PROBLEM TO WORK ON ▸ Each line from the one that contains "truck in the photo above." to the end of the material must be quoted exactly; include both end lines and nothing else.

DATASET ROWS ▸
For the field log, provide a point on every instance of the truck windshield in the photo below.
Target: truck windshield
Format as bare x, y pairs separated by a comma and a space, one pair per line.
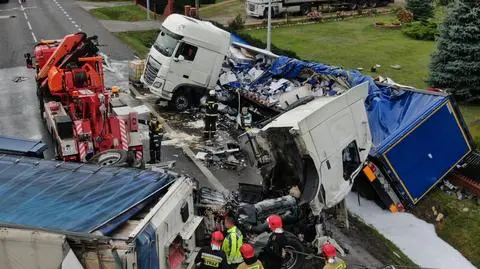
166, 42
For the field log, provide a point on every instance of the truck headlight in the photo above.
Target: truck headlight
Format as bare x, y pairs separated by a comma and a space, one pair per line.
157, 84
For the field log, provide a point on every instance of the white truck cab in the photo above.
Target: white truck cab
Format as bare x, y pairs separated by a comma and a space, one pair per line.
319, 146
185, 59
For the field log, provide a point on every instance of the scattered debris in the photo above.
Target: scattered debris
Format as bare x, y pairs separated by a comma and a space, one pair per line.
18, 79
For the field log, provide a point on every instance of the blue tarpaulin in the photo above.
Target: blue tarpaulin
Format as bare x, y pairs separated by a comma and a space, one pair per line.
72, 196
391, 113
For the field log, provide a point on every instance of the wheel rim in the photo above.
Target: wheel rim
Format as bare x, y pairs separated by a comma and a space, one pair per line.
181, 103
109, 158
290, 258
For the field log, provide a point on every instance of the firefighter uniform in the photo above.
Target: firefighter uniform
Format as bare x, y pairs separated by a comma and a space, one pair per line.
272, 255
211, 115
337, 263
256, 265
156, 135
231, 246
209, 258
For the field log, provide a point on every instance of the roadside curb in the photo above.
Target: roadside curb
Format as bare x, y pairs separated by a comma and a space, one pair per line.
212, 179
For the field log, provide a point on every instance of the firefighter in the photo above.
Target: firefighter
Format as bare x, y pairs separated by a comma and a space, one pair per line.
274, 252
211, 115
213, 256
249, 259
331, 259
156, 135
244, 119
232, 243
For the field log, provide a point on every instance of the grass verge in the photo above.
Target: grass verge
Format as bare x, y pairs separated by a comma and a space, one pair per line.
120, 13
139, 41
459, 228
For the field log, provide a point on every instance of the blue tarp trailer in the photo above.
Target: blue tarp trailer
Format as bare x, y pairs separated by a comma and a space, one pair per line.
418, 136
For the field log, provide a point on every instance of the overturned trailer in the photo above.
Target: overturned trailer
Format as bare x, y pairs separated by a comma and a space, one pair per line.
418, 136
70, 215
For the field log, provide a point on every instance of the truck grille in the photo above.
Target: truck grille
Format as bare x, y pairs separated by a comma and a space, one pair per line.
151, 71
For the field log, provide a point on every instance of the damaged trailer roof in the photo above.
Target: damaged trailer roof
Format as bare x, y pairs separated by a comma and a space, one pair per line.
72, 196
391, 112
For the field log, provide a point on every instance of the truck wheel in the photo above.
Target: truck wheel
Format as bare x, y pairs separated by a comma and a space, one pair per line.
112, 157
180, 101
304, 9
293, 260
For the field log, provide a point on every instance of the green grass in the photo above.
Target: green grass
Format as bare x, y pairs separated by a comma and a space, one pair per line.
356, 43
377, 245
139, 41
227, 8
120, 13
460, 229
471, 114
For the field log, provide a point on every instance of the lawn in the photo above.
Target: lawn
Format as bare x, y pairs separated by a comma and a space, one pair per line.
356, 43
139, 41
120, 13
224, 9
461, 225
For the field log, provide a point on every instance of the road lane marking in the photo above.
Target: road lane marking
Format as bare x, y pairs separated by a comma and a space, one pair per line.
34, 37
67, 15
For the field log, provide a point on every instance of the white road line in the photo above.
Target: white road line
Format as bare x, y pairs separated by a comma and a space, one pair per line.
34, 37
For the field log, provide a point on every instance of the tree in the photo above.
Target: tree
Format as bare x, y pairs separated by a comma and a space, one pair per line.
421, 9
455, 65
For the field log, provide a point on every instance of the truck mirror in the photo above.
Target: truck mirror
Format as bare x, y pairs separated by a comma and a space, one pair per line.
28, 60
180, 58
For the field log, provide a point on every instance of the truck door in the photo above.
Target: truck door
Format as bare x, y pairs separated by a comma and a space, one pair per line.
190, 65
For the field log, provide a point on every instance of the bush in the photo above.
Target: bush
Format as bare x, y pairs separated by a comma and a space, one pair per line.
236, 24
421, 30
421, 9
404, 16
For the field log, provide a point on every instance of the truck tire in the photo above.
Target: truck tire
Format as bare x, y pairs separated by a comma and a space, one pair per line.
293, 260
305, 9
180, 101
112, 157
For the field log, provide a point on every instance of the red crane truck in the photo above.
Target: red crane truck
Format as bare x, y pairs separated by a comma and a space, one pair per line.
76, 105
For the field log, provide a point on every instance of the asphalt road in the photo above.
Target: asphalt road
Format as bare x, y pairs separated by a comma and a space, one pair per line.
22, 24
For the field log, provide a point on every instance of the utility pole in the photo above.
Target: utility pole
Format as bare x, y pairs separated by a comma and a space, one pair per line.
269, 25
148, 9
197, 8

RESULT FOR THIS EXERCISE ▸
For the field log, provide a point on every instance of the red crane truck in the photo above.
Target: red crane truck
Format as bare x, y pairs separated by a comma and a space, one pair per line.
76, 105
For the field log, provide a point on every instance of the asphalt road in the photo above.
Target: asphalt road
Format as bare x, y pairs separated by a comma and a space, one pair per line.
22, 24
For the field log, provide a point on every instance of the utility pole in the photo above.
Target: utility pole
Format as bare x, y pairs separated by a comma and a space, one pair per line.
269, 25
148, 9
197, 8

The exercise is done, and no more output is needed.